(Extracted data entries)
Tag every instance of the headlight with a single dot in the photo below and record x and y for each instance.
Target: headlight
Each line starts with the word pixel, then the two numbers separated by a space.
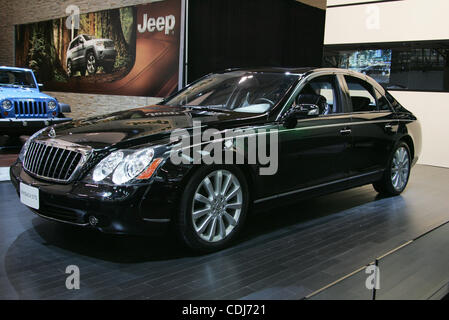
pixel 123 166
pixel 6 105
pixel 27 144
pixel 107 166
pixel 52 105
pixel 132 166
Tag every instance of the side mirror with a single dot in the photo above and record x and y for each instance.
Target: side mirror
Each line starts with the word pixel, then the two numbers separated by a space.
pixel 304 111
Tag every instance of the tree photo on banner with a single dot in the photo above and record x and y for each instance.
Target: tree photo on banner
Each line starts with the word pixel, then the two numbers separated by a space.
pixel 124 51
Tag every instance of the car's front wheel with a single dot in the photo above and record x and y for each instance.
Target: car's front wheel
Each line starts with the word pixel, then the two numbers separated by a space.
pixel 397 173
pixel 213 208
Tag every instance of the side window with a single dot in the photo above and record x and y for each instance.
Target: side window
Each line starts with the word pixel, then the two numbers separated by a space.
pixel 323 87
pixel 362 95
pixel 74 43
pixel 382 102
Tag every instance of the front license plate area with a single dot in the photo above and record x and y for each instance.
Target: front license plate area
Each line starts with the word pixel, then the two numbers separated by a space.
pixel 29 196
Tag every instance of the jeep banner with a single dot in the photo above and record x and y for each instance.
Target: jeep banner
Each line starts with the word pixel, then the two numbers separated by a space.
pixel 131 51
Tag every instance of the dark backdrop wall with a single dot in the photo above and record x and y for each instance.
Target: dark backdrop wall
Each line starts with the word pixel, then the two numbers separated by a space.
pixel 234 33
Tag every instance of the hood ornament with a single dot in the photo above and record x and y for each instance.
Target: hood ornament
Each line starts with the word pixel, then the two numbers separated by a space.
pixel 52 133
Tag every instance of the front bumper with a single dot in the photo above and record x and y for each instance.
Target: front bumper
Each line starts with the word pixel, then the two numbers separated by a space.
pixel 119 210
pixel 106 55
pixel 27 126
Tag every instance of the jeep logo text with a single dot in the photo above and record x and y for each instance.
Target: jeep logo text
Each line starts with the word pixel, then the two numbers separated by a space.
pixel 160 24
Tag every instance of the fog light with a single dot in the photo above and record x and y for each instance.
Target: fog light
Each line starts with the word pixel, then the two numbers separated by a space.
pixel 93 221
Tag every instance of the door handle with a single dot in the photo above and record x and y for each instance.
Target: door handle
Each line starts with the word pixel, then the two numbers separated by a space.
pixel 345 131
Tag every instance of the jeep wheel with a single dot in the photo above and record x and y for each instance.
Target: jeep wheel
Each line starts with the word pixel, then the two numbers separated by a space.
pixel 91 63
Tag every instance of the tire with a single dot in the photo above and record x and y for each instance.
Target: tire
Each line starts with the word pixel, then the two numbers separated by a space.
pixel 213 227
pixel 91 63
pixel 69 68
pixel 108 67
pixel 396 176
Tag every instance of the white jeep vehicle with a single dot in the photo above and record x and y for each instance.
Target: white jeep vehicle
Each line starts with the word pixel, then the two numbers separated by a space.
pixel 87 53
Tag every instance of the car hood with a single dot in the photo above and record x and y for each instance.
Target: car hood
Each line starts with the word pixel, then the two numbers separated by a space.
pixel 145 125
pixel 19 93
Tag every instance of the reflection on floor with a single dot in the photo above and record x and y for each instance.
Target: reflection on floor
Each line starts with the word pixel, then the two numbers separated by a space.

--- INSTRUCTIONS TO FOLLOW ---
Write out all the entries above again, changing each "single dot" to "single point" and keeping everything else the same. Leave the pictures out.

--- COMPLETED EXERCISE ---
Tag every instance of the headlight with a single point in the photo below and record x and y for each instance.
Target: headlight
Each line starts with the word pixel, then the two numbers separated by a space.
pixel 123 166
pixel 6 105
pixel 27 144
pixel 107 166
pixel 52 105
pixel 132 166
Tag every instance of the side mirror with a single point in the photo above and record x and y for each instance.
Target: side mirror
Each line starts with the word pixel, then the two numbers separated by a space.
pixel 304 111
Tag every instance of the tree photo on banner with a single point in the photo above and record x and y for each instance.
Target: tree photo on banner
Each line starts with the word pixel, then the two numbers separated by a space.
pixel 124 51
Tag every instance of the car's front wheel with a single point in the photo above and record x and y for each instance.
Target: car's front wheel
Each line starts with the word pixel, then the two numbers separated by a space.
pixel 397 173
pixel 213 208
Tag every instance of the side window with a single point in the photo above and record x and y for each instance.
Target: side window
Each line starts with the word pixel, then the two numbers separated by a space.
pixel 323 87
pixel 362 95
pixel 74 43
pixel 382 102
Tag every instance of the front license plate area with a single point in the photo above and record x and y for each instance.
Target: front license plate area
Each line starts with the word pixel, then the two numbers separated by a space.
pixel 29 196
Tag every instance of the jeep banner with a single point in the photo above and record x and y for each instance.
Target: jeep banner
Each line starts with the word pixel, then the two numbers separated by a space.
pixel 131 51
Tag every instance of the dark backdrop wall with a single point in the photo above and record x and y for each instance.
Target: dark backdrop wall
Each line starts with the word pixel, then the two numbers separated by a space.
pixel 234 33
Tag every instance of the hood ornament with a single point in the photo above and record x and y for each instance.
Target: hood ornament
Each line starts with the word pixel, then the two numbers separated by a space.
pixel 52 133
Tag every instance of the front bumper with a single point in the photo above and record x and y for each instance.
Target: front bumper
Each line starts with the word pixel, then the two numbers separated by a space.
pixel 119 210
pixel 106 55
pixel 27 126
Tag every instance of the jeep logo text with a single point in the photo above and record x and y for each instance.
Target: jeep logo text
Each line starts with the word pixel, then the two numbers separated by a space.
pixel 160 24
Tag every instance of the fog light with a single point in the photo above and record x and y for each instance.
Target: fog light
Each line starts with the word pixel, then the two numbers separated by a space.
pixel 93 221
Tag every instance of the door handle with a single point in the photo above and record x and y for each instance.
Target: door handle
Each line starts with the word pixel, then the two numbers separated by a space.
pixel 345 131
Tag every instance of the jeep wheel with a single point in the photo above and record x and y for each instance.
Target: jeep wheel
Each line starts with the word pixel, then the two numbers separated by a space.
pixel 91 63
Tag every instance of the tire with a single point in the photo above and record x and y for each instance.
Target: tire
Each line starts with the word pixel, then the two numbers separated by a space.
pixel 213 227
pixel 91 63
pixel 69 68
pixel 108 67
pixel 396 176
Tag every instance of the white jeep vehicle with a single point in the photo above and record x and y for each instance.
Target: white jeep vehicle
Each line starts with the word pixel, then the two numbers separated by a space.
pixel 87 53
Tag every instance of the car hood with a single point in the photo above and record x and y for each instance.
Target: car hood
Each line starts with the word pixel, then the two numbers separated by a space.
pixel 145 125
pixel 19 93
Tag every instance of the reflection on floor with a single point in the photo above and record x and y for each instance.
Target: reflection on floor
Each line starts with the word pixel, then the two numbers separated by a space.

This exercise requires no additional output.